# #21 Twenty final exam questions

My mantra of “ask good questions” applies to exams as well as in-class learning activities. This week I present and discuss twenty multiple-choice questions that I have used on final exams. All of these questions are conceptual in nature. They require no calculations, they do not refer to actual studies, and they do not make use of real data. I certainly do not intend these questions to comprise a complete exam; I strongly recommend asking many free-response questions based on real data and genuine studies as well.

At the end of this post I provide a link to a file containing these twenty questions, in case that facilitates using them with your students. Correct answers are discussed throughout and also reported at the end.

I like to think that this question assesses some basic level of understanding, but frankly I’m not sure. Do students ever say that a standard deviation and a p-value can sometimes be negative? Not often, but yes. Do I question my career choice when I read those responses? Not often, but yes.

— Data provided —
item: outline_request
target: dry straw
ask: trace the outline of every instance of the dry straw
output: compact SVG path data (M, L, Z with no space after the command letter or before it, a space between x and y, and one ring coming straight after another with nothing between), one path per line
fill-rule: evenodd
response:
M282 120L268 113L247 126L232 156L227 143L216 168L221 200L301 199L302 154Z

— To be done —
[A] From the final-exam post, quote everything from "At the end of" down to "at the end.".
[B] According to the final-exam post, what is linked at the end of the post?

— The answers —
[A]
At the end of this post I provide a link to a file containing these twenty questions, in case that facilitates using them with your students. Correct answers are discussed throughout and also reported at the end.

[B] A file containing the twenty questions.